Task goal: Please give the listing again, word for word, with nothing left out.

Material for this exercise:
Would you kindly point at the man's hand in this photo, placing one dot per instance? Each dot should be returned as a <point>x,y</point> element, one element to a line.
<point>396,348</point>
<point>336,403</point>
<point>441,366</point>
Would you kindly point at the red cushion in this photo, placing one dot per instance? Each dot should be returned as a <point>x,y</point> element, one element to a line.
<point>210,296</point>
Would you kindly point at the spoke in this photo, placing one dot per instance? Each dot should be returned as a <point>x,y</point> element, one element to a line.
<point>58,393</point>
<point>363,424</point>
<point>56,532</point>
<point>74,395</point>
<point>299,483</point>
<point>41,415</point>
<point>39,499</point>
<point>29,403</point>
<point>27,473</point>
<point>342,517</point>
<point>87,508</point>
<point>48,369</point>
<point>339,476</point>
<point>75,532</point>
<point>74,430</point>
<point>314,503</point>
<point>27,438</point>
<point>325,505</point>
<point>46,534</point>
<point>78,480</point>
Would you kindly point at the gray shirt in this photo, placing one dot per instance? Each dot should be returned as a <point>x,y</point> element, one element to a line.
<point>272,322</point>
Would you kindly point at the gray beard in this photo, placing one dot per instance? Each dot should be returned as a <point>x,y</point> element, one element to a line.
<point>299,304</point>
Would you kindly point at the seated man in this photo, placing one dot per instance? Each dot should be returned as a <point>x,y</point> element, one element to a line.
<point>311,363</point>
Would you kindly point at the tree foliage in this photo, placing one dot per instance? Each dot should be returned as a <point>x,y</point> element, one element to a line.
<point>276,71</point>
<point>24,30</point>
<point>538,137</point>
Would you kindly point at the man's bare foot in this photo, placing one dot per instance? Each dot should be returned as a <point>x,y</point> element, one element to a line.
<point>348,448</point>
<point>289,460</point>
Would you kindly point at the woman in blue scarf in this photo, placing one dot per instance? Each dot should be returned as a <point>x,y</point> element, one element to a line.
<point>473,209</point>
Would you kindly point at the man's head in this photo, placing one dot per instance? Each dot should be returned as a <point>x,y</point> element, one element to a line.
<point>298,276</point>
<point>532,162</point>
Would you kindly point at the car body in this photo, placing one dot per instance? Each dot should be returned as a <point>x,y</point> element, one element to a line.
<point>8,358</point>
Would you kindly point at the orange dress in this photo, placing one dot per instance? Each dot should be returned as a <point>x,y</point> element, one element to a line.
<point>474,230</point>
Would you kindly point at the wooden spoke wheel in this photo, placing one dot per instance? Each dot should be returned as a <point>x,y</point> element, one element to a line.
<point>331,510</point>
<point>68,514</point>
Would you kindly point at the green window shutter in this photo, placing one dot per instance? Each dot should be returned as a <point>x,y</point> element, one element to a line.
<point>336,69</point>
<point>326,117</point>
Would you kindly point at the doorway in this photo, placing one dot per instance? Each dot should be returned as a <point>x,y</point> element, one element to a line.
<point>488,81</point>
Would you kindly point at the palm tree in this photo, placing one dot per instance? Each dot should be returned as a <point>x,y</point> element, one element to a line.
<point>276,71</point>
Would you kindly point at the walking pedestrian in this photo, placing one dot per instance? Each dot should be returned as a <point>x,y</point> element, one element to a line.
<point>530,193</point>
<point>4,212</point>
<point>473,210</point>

Task response:
Would you kindly point at the man's hand in this photo, placing one dot per instance? Each dot should be returned as a <point>x,y</point> element, one element to a line.
<point>396,348</point>
<point>336,403</point>
<point>441,366</point>
Would you kindly point at the red cushion in this photo, placing one dot per instance? Each dot should be returned as a <point>x,y</point> element, one element to a line.
<point>210,296</point>
Would you kindly point at the spoke in this photo, placing one dot per instance? Each dot should be returned as a <point>x,y</point> element, one element to a line.
<point>58,393</point>
<point>363,424</point>
<point>56,532</point>
<point>74,395</point>
<point>299,483</point>
<point>41,415</point>
<point>39,499</point>
<point>29,403</point>
<point>27,473</point>
<point>342,517</point>
<point>87,508</point>
<point>48,369</point>
<point>339,476</point>
<point>75,532</point>
<point>74,430</point>
<point>314,503</point>
<point>27,438</point>
<point>325,505</point>
<point>46,534</point>
<point>78,480</point>
Would you kindly point at the gray shirt in this photo, placing one dot per instance? Each dot should be returned as a <point>x,y</point> element, one element to a line.
<point>272,322</point>
Would you kindly point at the gray beard in this photo, placing one dot per instance? Each dot should be returned as a <point>x,y</point> element, one element to a line.
<point>299,304</point>
Would you kindly point at the seated man in this photo, placing one dot per instance? Each dot should be returned as a <point>x,y</point> element, one element to a line.
<point>311,363</point>
Would you kindly point at the tree foliage in this photo, placing one dot per instance? Each dot should be returned as a <point>x,y</point> element, one element to a line.
<point>276,71</point>
<point>24,30</point>
<point>538,137</point>
Would you kindly point at the man's bare foot in this photo, placing one dot per instance? Each dot should be returned as a <point>x,y</point> element, one element to a line.
<point>348,448</point>
<point>289,460</point>
Would you kindly point at the woman in blue scarf in this photo, placing one dot per instance? Each dot should be returned as a <point>x,y</point> element, one element to a line.
<point>473,209</point>
Would you kindly point at the man's head in this photo, placing one dot per instance? Each dot should be returned as a <point>x,y</point> element, one element to a line.
<point>298,276</point>
<point>532,162</point>
Would you kindly point at the car body in this photo, placing one dot per instance? Each dot should be returned as a <point>x,y</point> element, one element to a line.
<point>8,358</point>
Would you kindly point at the orange dress in this photo, placing one dot per instance? Each dot should be returned as a <point>x,y</point> element, one element to a line.
<point>474,230</point>
Would you kindly point at the wooden spoke wheel in this photo, placing one dot per instance? Each dot should be returned as a <point>x,y</point> element, one element to a line.
<point>331,510</point>
<point>68,514</point>
Would you kindly point at the green window shutter in this photo, placing one dot per instance? Each dot should be returned as a <point>x,y</point> element, one element to a line.
<point>336,69</point>
<point>326,117</point>
Would you kindly point at the doorway in this photo, placing one dot per instance? Each dot should be returned as a <point>x,y</point> element, one element to a line.
<point>488,81</point>
Would you kindly point at the palm tree in this photo, placing one dot per instance? Each dot should be returned as a <point>x,y</point> element, one element to a line.
<point>276,71</point>
Would you kindly point at the walking pedestrian in this photo, placing one dot per instance? Each dot should be returned as a <point>x,y</point> element, one element to a line.
<point>530,193</point>
<point>4,212</point>
<point>473,210</point>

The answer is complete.